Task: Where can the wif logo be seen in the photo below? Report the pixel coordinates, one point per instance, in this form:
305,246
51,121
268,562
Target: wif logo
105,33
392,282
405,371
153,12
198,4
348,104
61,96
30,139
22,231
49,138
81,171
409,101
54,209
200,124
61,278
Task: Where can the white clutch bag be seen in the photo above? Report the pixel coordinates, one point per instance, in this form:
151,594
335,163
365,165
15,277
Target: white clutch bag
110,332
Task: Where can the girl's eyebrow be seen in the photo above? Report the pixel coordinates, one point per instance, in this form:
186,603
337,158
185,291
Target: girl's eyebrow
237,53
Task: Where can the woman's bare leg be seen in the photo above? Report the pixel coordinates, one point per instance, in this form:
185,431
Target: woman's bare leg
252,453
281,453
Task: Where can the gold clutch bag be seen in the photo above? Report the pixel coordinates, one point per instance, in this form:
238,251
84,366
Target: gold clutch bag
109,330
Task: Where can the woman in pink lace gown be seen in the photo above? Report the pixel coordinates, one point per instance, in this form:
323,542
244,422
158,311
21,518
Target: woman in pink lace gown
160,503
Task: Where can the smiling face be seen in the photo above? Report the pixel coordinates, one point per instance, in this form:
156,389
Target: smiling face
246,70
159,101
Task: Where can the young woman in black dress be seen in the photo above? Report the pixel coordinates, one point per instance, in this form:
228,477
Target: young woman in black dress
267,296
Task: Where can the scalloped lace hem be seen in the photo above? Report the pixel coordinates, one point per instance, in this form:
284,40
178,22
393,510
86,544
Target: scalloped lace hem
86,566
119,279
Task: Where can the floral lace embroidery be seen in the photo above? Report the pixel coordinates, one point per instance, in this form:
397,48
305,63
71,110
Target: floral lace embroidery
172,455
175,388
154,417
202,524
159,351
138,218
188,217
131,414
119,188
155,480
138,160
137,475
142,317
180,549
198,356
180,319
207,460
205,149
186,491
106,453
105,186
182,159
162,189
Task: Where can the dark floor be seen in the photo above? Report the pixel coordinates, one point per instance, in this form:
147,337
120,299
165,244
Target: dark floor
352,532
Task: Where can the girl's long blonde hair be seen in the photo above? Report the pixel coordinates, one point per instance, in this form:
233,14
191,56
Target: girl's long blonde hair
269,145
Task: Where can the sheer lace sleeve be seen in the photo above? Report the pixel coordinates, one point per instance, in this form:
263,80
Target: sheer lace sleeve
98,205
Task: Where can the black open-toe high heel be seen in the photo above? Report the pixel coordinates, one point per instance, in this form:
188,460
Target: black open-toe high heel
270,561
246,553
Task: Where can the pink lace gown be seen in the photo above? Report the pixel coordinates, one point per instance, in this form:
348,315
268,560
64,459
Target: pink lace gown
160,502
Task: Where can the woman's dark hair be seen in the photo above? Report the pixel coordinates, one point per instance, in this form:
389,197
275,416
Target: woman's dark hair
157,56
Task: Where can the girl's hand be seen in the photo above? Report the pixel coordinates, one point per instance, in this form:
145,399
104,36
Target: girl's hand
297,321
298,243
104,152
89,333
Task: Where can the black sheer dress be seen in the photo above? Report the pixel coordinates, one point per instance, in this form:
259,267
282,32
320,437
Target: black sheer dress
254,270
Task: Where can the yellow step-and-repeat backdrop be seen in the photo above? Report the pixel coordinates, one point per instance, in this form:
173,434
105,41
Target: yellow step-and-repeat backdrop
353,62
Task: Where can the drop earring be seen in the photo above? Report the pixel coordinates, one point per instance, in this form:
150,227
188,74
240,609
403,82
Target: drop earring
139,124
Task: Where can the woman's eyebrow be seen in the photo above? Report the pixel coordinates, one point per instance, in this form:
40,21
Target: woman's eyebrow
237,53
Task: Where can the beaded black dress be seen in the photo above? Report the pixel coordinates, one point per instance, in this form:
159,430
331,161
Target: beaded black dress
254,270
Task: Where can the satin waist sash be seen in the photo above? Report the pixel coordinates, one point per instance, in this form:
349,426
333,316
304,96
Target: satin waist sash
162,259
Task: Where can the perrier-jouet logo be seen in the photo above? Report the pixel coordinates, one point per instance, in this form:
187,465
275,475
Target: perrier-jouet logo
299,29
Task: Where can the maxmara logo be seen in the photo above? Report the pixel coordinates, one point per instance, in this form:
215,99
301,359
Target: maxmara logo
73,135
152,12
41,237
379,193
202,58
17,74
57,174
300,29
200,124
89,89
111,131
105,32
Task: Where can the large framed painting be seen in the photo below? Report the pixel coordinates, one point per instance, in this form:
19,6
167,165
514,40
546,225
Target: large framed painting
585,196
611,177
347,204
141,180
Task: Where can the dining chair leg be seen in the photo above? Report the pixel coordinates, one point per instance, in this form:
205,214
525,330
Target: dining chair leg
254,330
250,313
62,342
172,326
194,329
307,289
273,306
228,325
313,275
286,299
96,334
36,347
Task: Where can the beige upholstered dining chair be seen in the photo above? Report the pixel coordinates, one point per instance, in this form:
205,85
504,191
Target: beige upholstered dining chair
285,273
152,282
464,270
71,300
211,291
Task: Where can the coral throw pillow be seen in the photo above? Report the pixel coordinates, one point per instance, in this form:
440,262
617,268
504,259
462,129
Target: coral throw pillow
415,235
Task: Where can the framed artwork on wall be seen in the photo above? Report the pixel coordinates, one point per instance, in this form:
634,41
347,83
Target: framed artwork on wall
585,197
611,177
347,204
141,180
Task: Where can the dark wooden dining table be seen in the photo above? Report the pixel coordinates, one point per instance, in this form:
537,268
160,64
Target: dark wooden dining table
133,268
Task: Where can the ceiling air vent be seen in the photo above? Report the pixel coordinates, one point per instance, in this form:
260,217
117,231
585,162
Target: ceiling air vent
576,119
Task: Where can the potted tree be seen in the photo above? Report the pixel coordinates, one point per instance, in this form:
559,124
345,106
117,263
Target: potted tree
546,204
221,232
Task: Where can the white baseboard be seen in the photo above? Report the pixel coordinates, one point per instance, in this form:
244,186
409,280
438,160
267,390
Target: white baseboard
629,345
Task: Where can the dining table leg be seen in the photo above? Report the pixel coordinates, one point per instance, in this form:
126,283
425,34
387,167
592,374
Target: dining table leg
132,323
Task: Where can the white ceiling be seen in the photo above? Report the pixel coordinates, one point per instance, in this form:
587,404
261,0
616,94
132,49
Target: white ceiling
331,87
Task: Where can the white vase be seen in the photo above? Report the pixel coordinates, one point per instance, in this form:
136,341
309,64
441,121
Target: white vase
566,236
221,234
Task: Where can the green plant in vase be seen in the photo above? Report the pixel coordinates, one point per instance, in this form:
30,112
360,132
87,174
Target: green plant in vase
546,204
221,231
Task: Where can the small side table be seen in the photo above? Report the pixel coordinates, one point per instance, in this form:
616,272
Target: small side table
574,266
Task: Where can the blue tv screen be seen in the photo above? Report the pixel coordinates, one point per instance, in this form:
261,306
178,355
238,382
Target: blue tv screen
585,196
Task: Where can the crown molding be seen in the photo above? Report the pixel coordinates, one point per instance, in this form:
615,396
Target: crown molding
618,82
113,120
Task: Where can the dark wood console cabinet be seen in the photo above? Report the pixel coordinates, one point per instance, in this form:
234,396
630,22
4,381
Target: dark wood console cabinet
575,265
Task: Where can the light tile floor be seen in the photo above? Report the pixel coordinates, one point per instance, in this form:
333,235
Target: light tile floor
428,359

### What is asked
Update all of the entries above by replacing "pixel coordinates" with "coordinates in pixels" at each occurrence, leaving every other part of the lines unchanged.

### Completed task
Task: Where can the wif logo be seen in the photo below? Report the coordinates in pixels, one point per instance, in this form:
305,246
51,121
268,562
Target: wif logo
105,33
392,282
405,371
153,12
198,4
348,104
61,96
30,139
22,231
49,138
81,171
409,101
54,209
200,124
61,278
Task: Where can the white clutch bag be seen in the photo above? Report the coordinates in pixels, one point per instance, in this form:
151,594
335,163
365,165
15,277
Target: white clutch bag
110,332
Task: Where can the girl's eyebrow be seen in the photo above? Report the coordinates in pixels, one point per instance, in this form:
186,603
337,158
185,291
Target: girl's eyebrow
237,53
Task: Where can the woman's bare leg be seen in the photo above? Report the coordinates in pixels, one point per instance, in this form:
185,431
Target: woman's bare leg
252,453
281,453
Task: Where can the gold clutch bag be seen in the photo above? Report the coordinates in pixels, one point per instance, in this form:
238,251
84,366
Target: gold clutch bag
109,330
Task: Where can the woman in pink lace gown be seen in the photo above? Report the coordinates in pixels, one point per instance, in this form:
323,542
244,422
158,311
21,518
Target: woman in pink lace gown
160,503
Task: Where can the smiling face be seen in the photo above? Report the coordinates in pixels, one point per instance, in this form:
156,389
Target: smiling face
246,70
159,101
Task: Where can the young woman in black dress be seen in the photo above? Report the coordinates in pixels, one point per instance, in this form:
228,477
Target: young woman in black dress
267,296
Task: Where can the scalloped lace hem be seen in the photo above? Report the coordinates in pixels, one point per instance, in this form:
284,40
178,22
393,510
86,544
Target: scalloped lace hem
86,566
119,279
Task: Where can the floral lace embroidery be seen in the photo above? Report the coordinates in pixels, one point per instance, in this form:
397,48
305,63
71,110
Target: floral lace embroidery
172,455
175,388
154,417
202,524
159,351
138,218
188,217
131,414
119,188
155,480
138,160
137,475
142,317
180,549
198,356
180,319
207,460
205,149
186,491
106,453
105,186
182,159
162,189
Task: Where can the dark floor be seen in the photo above? Report the coordinates in pixels, one point per instance, in this form:
147,337
120,299
165,244
Target: dark floor
352,532
Task: Where can the girl's long blonde hair be seen in the photo above? Report the coordinates in pixels, one point per instance, in this form:
233,14
191,56
Target: girl's long blonde hair
269,145
Task: Where can the sheer lace sleeve be seen in the photo above? Report the coordinates in pixels, one point per instance, in this form:
263,80
Target: sheer lace sleeve
98,205
Task: Where can the black open-toe high heel be seen in the photo above? Report the coordinates in pixels, one point per instance, in this form:
188,460
Target: black open-toe high heel
270,561
246,553
Task: Where can the pink lace gown be seen in the photo above? Report the coordinates in pixels, one point per instance, in this form:
348,315
268,560
64,459
Target: pink lace gown
160,502
Task: Where can the woman's dark hair be seen in the photo above? Report the coordinates in pixels, one point per instance, in this form:
389,197
275,416
Target: woman's dark hair
157,56
Task: Where can the girl's hand be seen in the photo above? Report the coordinates in pixels, one point per instance, in this form:
145,399
104,36
Target: girl's hand
297,321
298,243
104,152
89,333
Task: Where can the black sheer dress be seen in the photo above? Report the coordinates in pixels, one point per instance, in this form:
259,267
282,32
320,437
Target: black sheer dress
254,270
Task: Where can the yellow step-and-repeat backdrop be seen in the photo above? Report the coordinates in pixels, one point per instance, in this form:
173,434
105,41
Target: yellow step-and-repeat backdrop
353,62
Task: Where can the drop earring be seen in the photo above? Report the coordinates in pixels, one point per instance, in this form:
150,227
188,74
240,609
403,82
Target: drop earring
139,124
Task: Where can the woman's eyebrow be seen in the photo above? Report the coordinates in pixels, one point per instance, in this form:
40,21
Target: woman's eyebrow
237,53
Task: Where can the beaded black dress be seen in the photo above? Report the coordinates in pixels, one point per instance, in this form:
159,430
331,161
Target: beaded black dress
254,270
Task: Where can the satin waist sash be seen in the photo above? Report the coordinates in pixels, one point per instance, in this form:
349,426
333,316
304,96
Target: satin waist sash
162,259
Task: Where can the perrier-jouet logo be seen in the photo above? Report the coordinates in pixels, one point per instance, in this form:
187,465
275,475
Target: perrier-jouet logo
299,29
Task: Where can the maxmara logo be seen in the photo above? Report the coordinates in pixels, one point per instance, in this form:
215,99
301,359
Target: maxmara logo
73,135
152,12
41,237
379,193
202,58
17,74
57,174
300,29
200,124
89,89
111,131
105,32
Task: Where can the large framed painting be seen in the photo below? Report the coordinates in pixels, one point per instance, in this form:
19,6
167,165
514,40
546,225
Target: large framed painting
585,196
611,177
347,204
141,180
Task: Where can the dining chair leg be seen in the photo above? Report the coordinates in pixels, one point per instance, in this form:
205,214
525,330
Target: dining chair leg
254,330
250,313
62,342
172,326
194,329
307,289
273,306
228,325
313,275
286,299
96,334
36,347
Task: Where can the beige upholstered dining chair be seen in the photo above? Report the coordinates in pixels, one point per instance, in this form:
205,85
504,191
Target: beige upholstered dining chair
285,273
152,282
464,270
71,300
211,291
Task: Where can the coral throw pillow be seen in the photo above? Report the coordinates in pixels, one point per instance, in this form:
440,262
617,268
504,259
462,129
Target: coral throw pillow
415,235
Task: Where can the framed artwork on wall be seen in the photo above? Report the coordinates in pixels, one point per instance, in this form:
634,41
347,83
Target: framed artwork on wall
585,197
611,177
347,204
141,180
Task: Where can the dark wooden dining table be seen in the photo above? Report the coordinates in pixels, one point per instance, in this form:
537,268
160,64
Target: dark wooden dining table
133,268
Task: Where can the ceiling air vent be seen in the photo above? Report the coordinates in pixels, one point per instance, in this form:
260,217
117,231
585,162
Target: ceiling air vent
576,119
Task: Where can the potted tree be seen in the photo above? Report the coordinates in pixels, one point per instance, in this form:
559,124
345,106
117,263
Target: potted tree
546,204
221,232
Task: Where can the white baseboard be seen in the photo above? Report the coordinates in pixels, one point per instance, in this form:
244,186
409,280
438,160
267,390
Target: white baseboard
629,345
Task: Where can the dining table leg be seen in the photo above? Report the coordinates in pixels, one point per instance, in this form:
126,283
425,34
387,167
592,374
Target: dining table leg
132,323
Task: Where can the white ceiling be seen in the photo above? Report the coordinates in pixels, one point per instance, in this form:
587,404
261,0
616,94
132,49
Target: white ceiling
331,87
Task: Where can the white vase be seen in the photo above? Report the coordinates in pixels, one point per instance, in this form:
136,341
309,64
441,121
Target: white vase
566,236
221,234
Task: Where can the green plant in vase be seen in the photo above? Report the coordinates in pixels, one point per instance, in this form:
30,112
360,132
87,174
Target: green plant in vase
546,204
221,231
Task: Where can the small side table be seen in the photo above? Report the coordinates in pixels, one point per instance, in this form:
616,272
Target: small side table
574,266
Task: Where can the blue tv screen be seen in the photo above? Report the coordinates in pixels, one point per instance, in this form:
261,306
178,355
238,382
Target: blue tv screen
585,196
Task: Where can the crown molding be seen in the photo above? Report the coordinates in pixels, one point per instance, in this form:
615,396
Target: crown molding
618,82
113,120
Task: Where can the dark wood console cabinet be seen in the photo above? Report the coordinates in pixels, one point per instance, in this form:
234,396
630,22
4,381
Target: dark wood console cabinet
575,265
Task: Where can the light tile floor be seen in the photo above? Report the coordinates in pixels, one point per instance, in this form:
333,235
Target: light tile floor
428,359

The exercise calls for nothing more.